=== Begin Enclosure ===

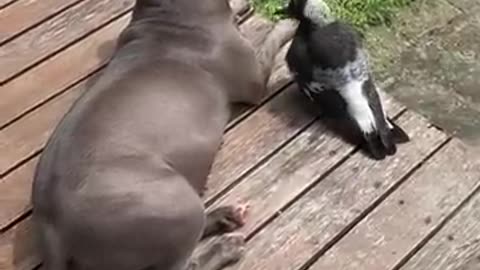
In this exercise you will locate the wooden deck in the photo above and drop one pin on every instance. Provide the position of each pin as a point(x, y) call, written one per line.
point(317, 202)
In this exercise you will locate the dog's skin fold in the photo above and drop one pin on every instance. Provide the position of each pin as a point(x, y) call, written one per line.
point(118, 185)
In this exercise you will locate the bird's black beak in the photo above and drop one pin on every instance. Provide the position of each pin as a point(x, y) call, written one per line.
point(282, 11)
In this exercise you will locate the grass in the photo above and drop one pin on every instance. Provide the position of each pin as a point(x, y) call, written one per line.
point(360, 13)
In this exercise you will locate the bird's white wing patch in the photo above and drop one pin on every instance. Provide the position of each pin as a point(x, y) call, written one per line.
point(357, 105)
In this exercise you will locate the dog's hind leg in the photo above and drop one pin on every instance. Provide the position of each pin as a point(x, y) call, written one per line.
point(53, 252)
point(225, 219)
point(218, 252)
point(281, 34)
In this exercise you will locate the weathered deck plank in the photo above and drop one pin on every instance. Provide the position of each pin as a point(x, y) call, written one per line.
point(456, 246)
point(25, 139)
point(25, 13)
point(72, 24)
point(291, 171)
point(404, 219)
point(51, 77)
point(335, 203)
point(53, 35)
point(21, 187)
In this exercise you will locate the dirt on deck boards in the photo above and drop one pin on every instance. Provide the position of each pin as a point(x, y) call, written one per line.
point(318, 202)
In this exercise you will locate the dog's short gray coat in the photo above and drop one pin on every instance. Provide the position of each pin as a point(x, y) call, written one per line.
point(119, 183)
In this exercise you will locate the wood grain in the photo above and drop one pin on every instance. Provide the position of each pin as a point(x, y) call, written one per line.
point(26, 137)
point(53, 35)
point(18, 249)
point(456, 246)
point(5, 3)
point(293, 169)
point(58, 73)
point(334, 203)
point(404, 219)
point(25, 13)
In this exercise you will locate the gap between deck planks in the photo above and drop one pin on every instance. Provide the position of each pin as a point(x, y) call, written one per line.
point(54, 35)
point(24, 14)
point(25, 138)
point(59, 32)
point(335, 204)
point(456, 246)
point(75, 63)
point(18, 241)
point(26, 174)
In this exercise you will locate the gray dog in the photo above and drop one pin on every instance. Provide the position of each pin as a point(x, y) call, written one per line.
point(119, 183)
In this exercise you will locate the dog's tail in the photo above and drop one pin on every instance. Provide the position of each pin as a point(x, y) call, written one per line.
point(282, 33)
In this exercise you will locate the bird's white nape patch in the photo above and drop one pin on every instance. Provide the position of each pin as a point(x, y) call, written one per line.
point(318, 11)
point(357, 105)
point(382, 98)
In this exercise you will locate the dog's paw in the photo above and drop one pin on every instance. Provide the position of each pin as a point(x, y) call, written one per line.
point(229, 218)
point(230, 247)
point(284, 30)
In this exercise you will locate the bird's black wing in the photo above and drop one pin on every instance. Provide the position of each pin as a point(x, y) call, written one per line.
point(333, 46)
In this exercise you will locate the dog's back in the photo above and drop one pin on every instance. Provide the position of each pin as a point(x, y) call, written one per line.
point(117, 185)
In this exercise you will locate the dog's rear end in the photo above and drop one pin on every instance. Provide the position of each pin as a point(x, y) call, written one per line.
point(118, 184)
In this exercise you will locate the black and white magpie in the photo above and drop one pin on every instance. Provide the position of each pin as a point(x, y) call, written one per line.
point(328, 54)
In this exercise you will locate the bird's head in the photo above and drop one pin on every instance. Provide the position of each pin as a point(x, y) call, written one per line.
point(316, 11)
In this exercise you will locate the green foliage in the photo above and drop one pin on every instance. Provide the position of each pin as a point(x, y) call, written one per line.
point(361, 13)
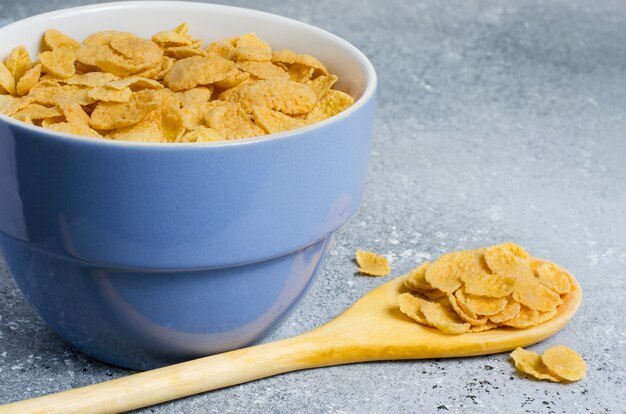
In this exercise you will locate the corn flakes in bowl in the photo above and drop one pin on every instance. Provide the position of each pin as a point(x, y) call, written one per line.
point(143, 253)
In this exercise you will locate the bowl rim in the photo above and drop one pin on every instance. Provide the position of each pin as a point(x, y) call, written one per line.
point(367, 95)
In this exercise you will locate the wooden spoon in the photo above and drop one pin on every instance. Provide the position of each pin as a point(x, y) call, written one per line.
point(373, 329)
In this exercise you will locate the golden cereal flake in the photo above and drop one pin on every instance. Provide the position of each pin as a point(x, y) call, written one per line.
point(109, 61)
point(250, 47)
point(108, 94)
point(105, 37)
point(53, 39)
point(233, 78)
point(182, 52)
point(484, 305)
point(18, 62)
point(231, 121)
point(195, 96)
point(172, 38)
point(147, 130)
point(529, 317)
point(36, 111)
point(289, 57)
point(372, 264)
point(9, 105)
point(112, 115)
point(416, 278)
point(410, 306)
point(554, 278)
point(91, 79)
point(50, 94)
point(531, 293)
point(223, 48)
point(321, 84)
point(529, 362)
point(76, 116)
point(7, 82)
point(28, 80)
point(281, 95)
point(300, 73)
point(158, 71)
point(263, 70)
point(273, 121)
point(482, 328)
point(564, 362)
point(59, 62)
point(445, 272)
point(443, 318)
point(46, 122)
point(135, 83)
point(510, 311)
point(191, 72)
point(508, 259)
point(465, 314)
point(330, 104)
point(171, 120)
point(202, 134)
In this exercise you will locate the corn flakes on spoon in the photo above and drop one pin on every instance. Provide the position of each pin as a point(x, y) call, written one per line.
point(373, 329)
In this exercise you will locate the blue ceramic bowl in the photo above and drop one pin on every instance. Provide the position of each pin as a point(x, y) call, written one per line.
point(142, 255)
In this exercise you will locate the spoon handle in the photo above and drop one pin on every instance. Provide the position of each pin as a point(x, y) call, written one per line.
point(182, 380)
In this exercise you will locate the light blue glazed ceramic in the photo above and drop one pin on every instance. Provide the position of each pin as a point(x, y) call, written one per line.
point(142, 255)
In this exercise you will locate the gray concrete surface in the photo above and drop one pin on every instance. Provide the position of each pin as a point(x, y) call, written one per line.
point(497, 121)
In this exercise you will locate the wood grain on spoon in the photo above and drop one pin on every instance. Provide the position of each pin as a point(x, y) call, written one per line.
point(372, 329)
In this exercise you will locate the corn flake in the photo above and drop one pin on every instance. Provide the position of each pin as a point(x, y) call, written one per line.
point(564, 362)
point(273, 121)
point(59, 62)
point(484, 305)
point(281, 95)
point(7, 82)
point(202, 134)
point(510, 311)
point(18, 62)
point(289, 57)
point(108, 94)
point(53, 39)
point(443, 318)
point(191, 72)
point(230, 120)
point(112, 115)
point(554, 278)
point(410, 306)
point(130, 88)
point(372, 264)
point(263, 70)
point(28, 80)
point(531, 293)
point(529, 362)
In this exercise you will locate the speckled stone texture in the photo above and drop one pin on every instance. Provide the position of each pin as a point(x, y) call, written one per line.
point(497, 121)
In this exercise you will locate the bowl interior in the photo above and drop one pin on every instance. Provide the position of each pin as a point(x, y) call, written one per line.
point(208, 22)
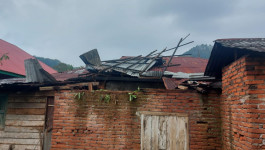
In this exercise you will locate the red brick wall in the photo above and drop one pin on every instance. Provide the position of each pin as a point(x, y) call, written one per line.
point(94, 124)
point(243, 104)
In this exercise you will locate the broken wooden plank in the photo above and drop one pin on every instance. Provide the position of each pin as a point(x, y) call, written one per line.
point(69, 86)
point(162, 114)
point(35, 73)
point(24, 123)
point(14, 135)
point(26, 111)
point(182, 87)
point(26, 105)
point(21, 141)
point(25, 117)
point(27, 147)
point(23, 129)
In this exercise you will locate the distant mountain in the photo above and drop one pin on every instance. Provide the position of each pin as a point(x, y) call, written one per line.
point(202, 51)
point(56, 64)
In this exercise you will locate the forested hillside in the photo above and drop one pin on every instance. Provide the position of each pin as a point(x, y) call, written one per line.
point(202, 51)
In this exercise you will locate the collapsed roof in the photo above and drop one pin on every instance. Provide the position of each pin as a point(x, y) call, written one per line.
point(153, 65)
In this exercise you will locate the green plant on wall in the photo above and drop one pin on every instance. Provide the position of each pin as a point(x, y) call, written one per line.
point(132, 96)
point(79, 96)
point(107, 98)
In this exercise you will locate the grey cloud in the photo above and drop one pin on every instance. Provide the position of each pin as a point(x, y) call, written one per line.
point(64, 29)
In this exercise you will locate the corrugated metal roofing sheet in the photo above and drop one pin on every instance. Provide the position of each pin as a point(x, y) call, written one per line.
point(225, 51)
point(15, 63)
point(184, 64)
point(254, 44)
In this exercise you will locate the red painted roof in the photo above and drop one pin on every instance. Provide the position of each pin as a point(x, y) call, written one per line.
point(187, 64)
point(15, 63)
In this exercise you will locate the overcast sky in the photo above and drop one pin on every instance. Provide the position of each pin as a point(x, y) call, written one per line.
point(64, 29)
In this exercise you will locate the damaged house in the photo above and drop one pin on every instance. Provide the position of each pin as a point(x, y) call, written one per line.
point(143, 102)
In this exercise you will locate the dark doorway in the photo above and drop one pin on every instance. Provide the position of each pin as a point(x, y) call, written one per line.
point(48, 123)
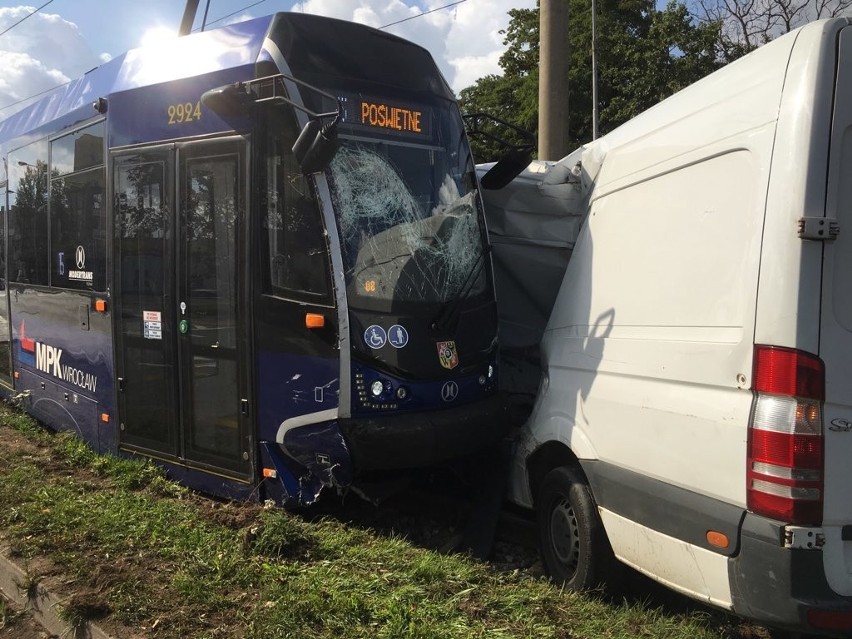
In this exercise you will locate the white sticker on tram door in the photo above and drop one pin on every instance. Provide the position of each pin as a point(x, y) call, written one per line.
point(152, 325)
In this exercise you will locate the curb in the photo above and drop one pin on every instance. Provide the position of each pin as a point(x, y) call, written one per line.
point(43, 605)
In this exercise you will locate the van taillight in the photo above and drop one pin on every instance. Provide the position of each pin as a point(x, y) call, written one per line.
point(785, 443)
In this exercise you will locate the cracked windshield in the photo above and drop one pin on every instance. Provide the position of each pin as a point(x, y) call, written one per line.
point(407, 207)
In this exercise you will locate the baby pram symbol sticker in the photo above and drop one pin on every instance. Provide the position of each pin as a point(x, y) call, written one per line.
point(397, 336)
point(375, 336)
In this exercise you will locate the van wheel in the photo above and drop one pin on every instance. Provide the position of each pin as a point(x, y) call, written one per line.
point(574, 547)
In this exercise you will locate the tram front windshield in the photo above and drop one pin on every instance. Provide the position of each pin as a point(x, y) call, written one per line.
point(404, 189)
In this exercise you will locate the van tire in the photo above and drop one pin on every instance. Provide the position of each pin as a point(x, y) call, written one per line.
point(574, 548)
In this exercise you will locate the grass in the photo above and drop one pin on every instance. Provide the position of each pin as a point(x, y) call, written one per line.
point(148, 557)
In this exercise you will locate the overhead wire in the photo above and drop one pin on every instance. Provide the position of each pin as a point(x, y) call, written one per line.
point(7, 29)
point(203, 26)
point(446, 6)
point(230, 15)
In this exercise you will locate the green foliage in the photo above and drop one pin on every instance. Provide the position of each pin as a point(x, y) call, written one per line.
point(154, 558)
point(644, 54)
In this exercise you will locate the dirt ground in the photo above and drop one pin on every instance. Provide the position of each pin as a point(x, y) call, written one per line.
point(20, 625)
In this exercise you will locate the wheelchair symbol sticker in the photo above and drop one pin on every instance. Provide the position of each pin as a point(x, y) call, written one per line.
point(375, 336)
point(397, 336)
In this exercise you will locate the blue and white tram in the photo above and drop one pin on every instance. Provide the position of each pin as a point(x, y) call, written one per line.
point(254, 254)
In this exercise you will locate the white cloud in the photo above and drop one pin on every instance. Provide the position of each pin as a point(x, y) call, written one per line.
point(464, 39)
point(40, 53)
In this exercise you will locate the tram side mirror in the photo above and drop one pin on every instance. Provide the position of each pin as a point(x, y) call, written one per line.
point(316, 145)
point(506, 169)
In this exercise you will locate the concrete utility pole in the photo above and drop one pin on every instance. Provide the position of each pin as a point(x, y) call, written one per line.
point(189, 12)
point(553, 80)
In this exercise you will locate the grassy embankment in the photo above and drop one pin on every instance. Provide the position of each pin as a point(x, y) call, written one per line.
point(150, 559)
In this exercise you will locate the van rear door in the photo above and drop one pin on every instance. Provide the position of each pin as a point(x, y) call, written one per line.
point(836, 333)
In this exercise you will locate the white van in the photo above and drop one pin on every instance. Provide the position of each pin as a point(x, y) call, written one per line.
point(694, 407)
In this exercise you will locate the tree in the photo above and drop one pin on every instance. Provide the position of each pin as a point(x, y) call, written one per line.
point(644, 55)
point(747, 24)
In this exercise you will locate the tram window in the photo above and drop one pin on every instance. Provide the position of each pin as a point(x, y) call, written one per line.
point(294, 237)
point(28, 238)
point(77, 210)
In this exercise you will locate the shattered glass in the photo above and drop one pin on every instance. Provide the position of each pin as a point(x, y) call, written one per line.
point(409, 225)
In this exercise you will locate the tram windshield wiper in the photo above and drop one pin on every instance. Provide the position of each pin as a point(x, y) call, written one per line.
point(317, 142)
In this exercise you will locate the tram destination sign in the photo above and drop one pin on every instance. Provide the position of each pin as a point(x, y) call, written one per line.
point(388, 116)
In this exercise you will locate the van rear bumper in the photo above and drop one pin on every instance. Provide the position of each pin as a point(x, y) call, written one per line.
point(778, 586)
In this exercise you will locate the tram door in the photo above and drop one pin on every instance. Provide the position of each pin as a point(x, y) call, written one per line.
point(182, 381)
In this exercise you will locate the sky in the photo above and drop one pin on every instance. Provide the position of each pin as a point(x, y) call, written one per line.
point(66, 38)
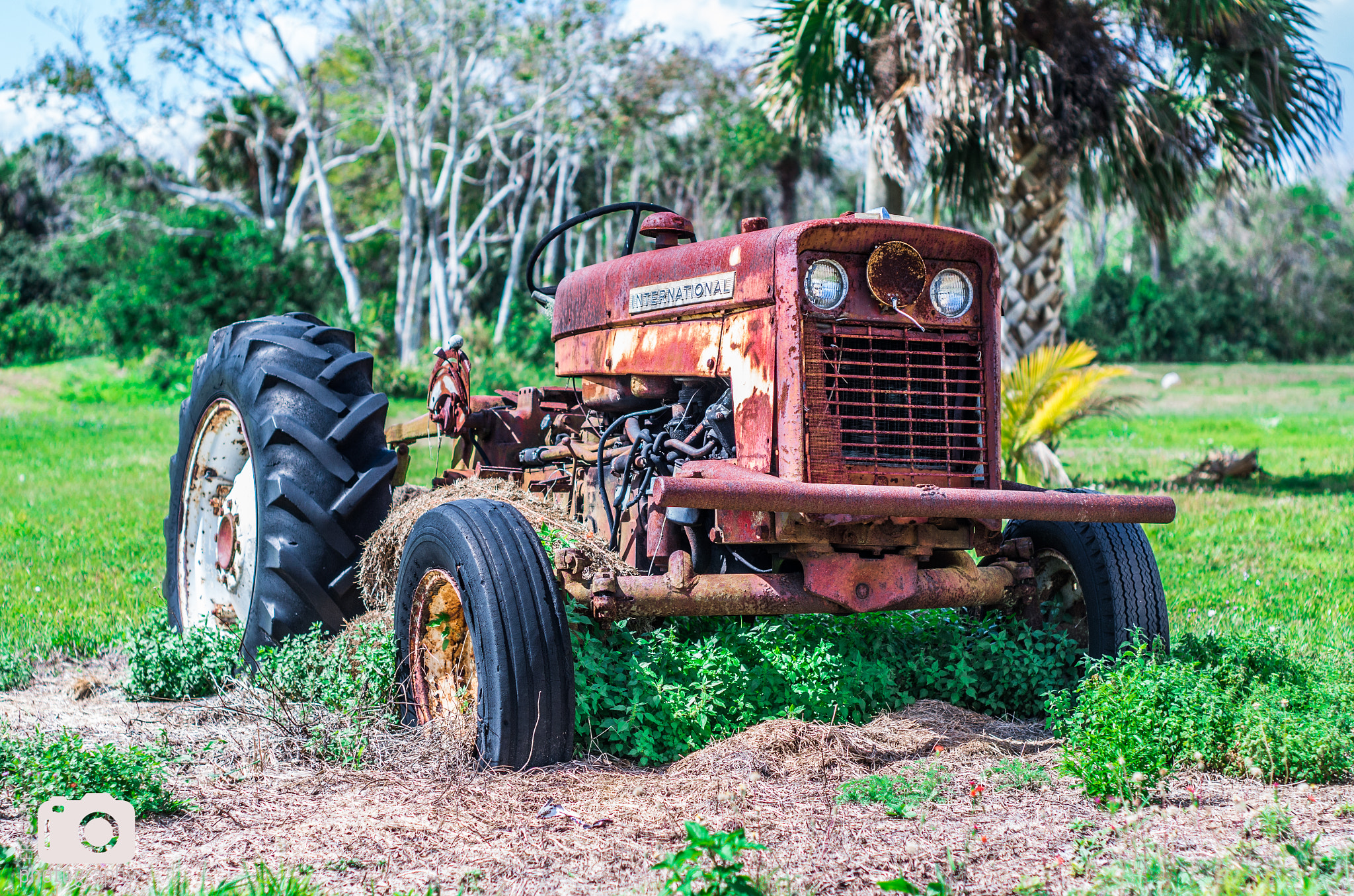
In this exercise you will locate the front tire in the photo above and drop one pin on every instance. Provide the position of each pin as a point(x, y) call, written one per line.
point(481, 626)
point(1097, 582)
point(282, 472)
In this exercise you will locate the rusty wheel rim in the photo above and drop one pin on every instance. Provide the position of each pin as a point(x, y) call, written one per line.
point(442, 654)
point(218, 524)
point(1060, 600)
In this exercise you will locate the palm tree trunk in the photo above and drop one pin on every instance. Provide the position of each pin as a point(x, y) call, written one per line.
point(787, 172)
point(1029, 241)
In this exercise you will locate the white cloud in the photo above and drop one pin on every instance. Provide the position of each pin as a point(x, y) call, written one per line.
point(23, 118)
point(725, 20)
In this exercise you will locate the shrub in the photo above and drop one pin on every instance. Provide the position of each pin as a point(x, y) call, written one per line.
point(167, 665)
point(63, 766)
point(1289, 735)
point(900, 795)
point(335, 691)
point(1136, 719)
point(722, 877)
point(1235, 703)
point(352, 673)
point(1157, 868)
point(665, 693)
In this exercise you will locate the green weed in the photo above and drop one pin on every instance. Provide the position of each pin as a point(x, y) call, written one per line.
point(709, 865)
point(335, 691)
point(1235, 703)
point(902, 885)
point(665, 693)
point(1272, 822)
point(1157, 870)
point(167, 665)
point(902, 796)
point(15, 670)
point(44, 766)
point(1016, 774)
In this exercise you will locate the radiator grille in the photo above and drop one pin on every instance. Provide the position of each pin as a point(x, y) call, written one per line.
point(895, 401)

=== End Enclosure ===

For the entries above, transcribe precisely the lines from the one with "In this exercise you will locate the green weed" through the end, including both.

## Response below
In this exercise you will locate the green weed in the photo above and drop one pin on every instance. Provide the position of each pin as a point(x, y) call, written one per line.
point(709, 865)
point(335, 691)
point(1235, 703)
point(902, 885)
point(665, 693)
point(1272, 822)
point(1157, 870)
point(167, 665)
point(902, 796)
point(15, 670)
point(44, 766)
point(1016, 774)
In this exercise you will locate the radiator grille in the photo above and drop one pin on every instance. Provide the position of each pin as a point(x, y) call, written one per line.
point(895, 401)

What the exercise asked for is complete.